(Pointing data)
----

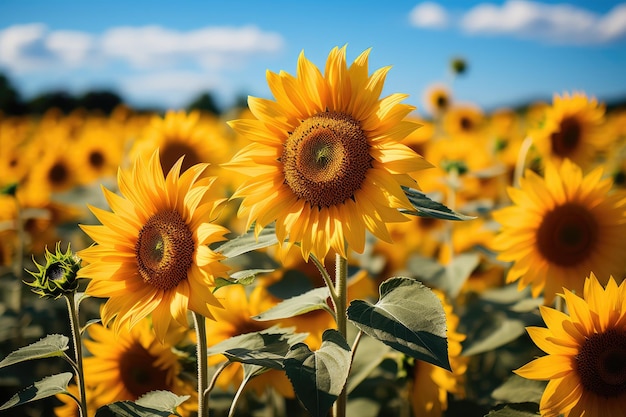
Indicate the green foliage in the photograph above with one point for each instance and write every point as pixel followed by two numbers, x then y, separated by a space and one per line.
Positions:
pixel 152 404
pixel 393 320
pixel 315 299
pixel 47 387
pixel 425 207
pixel 53 345
pixel 319 377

----

Change "green foliage" to "leafy plants" throughout the data above and write the data out again with everything else unchanged. Leave out the pictures.

--- Complete answer ---
Indicate the leafy plants in the photograph above with one point for each instance and write every point as pixel followed by two numbers, x then y, separated by a space and one per line.
Positions:
pixel 152 404
pixel 393 320
pixel 315 299
pixel 47 387
pixel 425 207
pixel 53 345
pixel 319 377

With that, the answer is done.